--- Begin Dataset excerpts ---

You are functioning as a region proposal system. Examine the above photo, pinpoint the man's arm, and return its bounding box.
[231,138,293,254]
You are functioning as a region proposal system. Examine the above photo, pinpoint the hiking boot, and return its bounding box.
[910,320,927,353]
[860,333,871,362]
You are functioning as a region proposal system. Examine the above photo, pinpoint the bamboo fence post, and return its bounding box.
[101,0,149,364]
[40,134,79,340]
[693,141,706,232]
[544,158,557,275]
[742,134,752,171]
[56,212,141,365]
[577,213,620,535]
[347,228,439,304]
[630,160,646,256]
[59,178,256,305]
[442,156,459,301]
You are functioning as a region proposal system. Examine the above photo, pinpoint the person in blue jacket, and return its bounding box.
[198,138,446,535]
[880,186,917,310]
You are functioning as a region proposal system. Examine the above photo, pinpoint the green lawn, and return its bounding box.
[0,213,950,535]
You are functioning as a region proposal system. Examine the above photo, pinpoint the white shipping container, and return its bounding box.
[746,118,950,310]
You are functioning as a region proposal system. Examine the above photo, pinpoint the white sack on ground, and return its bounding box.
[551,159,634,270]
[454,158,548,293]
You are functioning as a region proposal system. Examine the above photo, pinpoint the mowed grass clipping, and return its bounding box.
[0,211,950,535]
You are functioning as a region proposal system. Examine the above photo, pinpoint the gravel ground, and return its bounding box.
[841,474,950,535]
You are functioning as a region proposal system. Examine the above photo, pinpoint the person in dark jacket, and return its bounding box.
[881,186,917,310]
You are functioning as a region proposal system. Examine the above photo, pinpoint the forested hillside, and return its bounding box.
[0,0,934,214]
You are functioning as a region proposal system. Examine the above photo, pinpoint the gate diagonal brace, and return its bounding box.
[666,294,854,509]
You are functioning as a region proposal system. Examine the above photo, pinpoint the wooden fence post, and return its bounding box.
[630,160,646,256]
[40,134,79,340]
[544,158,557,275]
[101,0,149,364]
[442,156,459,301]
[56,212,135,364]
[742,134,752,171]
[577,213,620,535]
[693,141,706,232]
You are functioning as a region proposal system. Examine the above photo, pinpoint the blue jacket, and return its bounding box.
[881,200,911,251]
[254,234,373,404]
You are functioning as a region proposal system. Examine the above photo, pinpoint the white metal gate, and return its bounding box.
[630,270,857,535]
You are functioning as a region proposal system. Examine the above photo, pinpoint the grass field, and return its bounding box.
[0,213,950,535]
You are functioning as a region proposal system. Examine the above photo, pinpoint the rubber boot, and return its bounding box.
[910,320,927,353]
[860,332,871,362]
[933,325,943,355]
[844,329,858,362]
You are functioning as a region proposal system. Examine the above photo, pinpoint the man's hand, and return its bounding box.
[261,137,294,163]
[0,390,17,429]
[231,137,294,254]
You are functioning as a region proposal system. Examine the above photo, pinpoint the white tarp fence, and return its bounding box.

--- End Dataset excerpts ---

### Task objective
Rewrite all of the data above with every occurrence of "region proposal system" replaced by "object detection system", keeping everything else unchanged.

### Output below
You are functioning as a object detection system. Examine the above photo, pinpoint the man's arm, and return its bounding box.
[231,138,293,254]
You are functioning as a object detection system. Examine the above photo, pinpoint the hiking boot, and return its bounding box.
[910,320,927,353]
[860,333,871,362]
You are functioning as a object detection system. Examine the above photo, pinpoint the bamboo fence post, and return its bounding box.
[101,0,149,364]
[40,134,79,340]
[693,141,706,232]
[544,158,557,275]
[742,134,752,171]
[56,212,141,365]
[577,213,620,535]
[347,228,439,304]
[630,160,646,256]
[59,178,256,305]
[442,156,459,301]
You are functioning as a object detection system. Examine the above photo, pinpoint the person in blue jacket, and return its bounding box.
[198,138,446,535]
[880,186,917,310]
You are functioning as a object detection system. Examine the above photo, pinpoint the green lawn, and return its bounding box.
[0,213,950,535]
You are functioning as a object detection system. Examine the above photo, pinpoint the white shipping container, and return its bounding box.
[746,118,950,310]
You are functioning as a object detection system. Examine the above photo, pinpoint the white sack on ground, and return its bounding box.
[551,159,634,270]
[454,158,548,293]
You are functioning as a object detection system. Examine the above photo, pinpoint the mowed grass clipping, and return its bounding box.
[0,211,950,535]
You are functioning as a object detection system. Examine the above photo, pinpoint the gravel ground, and return its bounding box.
[841,474,950,535]
You are functioning as a object detection system. Examine the above photo, pinpoint the person in dark jacket, and return its bounding box.
[881,186,917,310]
You are functioning as a object detection system. Examine the above photo, pinpoint the forested hillside, and return its bounding box.
[0,0,934,214]
You are functioning as a object detection system. Examine the above photo, pinpoint the gate diagonal brace, and return its bounding box.
[666,294,854,509]
You are functioning as a object detection system. Examine the above photo, pinpoint the wooden fence post, and return its bounding box.
[630,160,646,256]
[40,134,79,340]
[544,158,557,275]
[101,0,149,364]
[442,156,459,301]
[56,212,135,364]
[742,134,752,171]
[577,213,620,535]
[693,141,706,232]
You are functioning as a object detection system. Examine the above photo, pinpoint the blue jacket, and return its bounding box.
[881,200,911,251]
[254,234,373,404]
You are functioning as a object detection system. Examine the above photo, pinpoint the white metal gate, and return its bounding box.
[630,270,857,535]
You are functioning as a object detection system. Examine the above photo, pinpoint the grass field, and return its bounding box.
[0,213,950,535]
You are functioning as a object detection system. Examine the above photo, pinpoint the rubber boot, and return its bounding box.
[910,320,927,353]
[860,332,871,362]
[933,325,943,355]
[844,329,858,362]
You are functioning as a object detection system. Examine the above photo, pinpoint the man's hand, and return its bounding box.
[261,137,294,163]
[0,390,17,429]
[231,137,294,254]
You are functioning as a object detection system. Examine the above photo, pinpoint the white tarp fence, and return its bounding box.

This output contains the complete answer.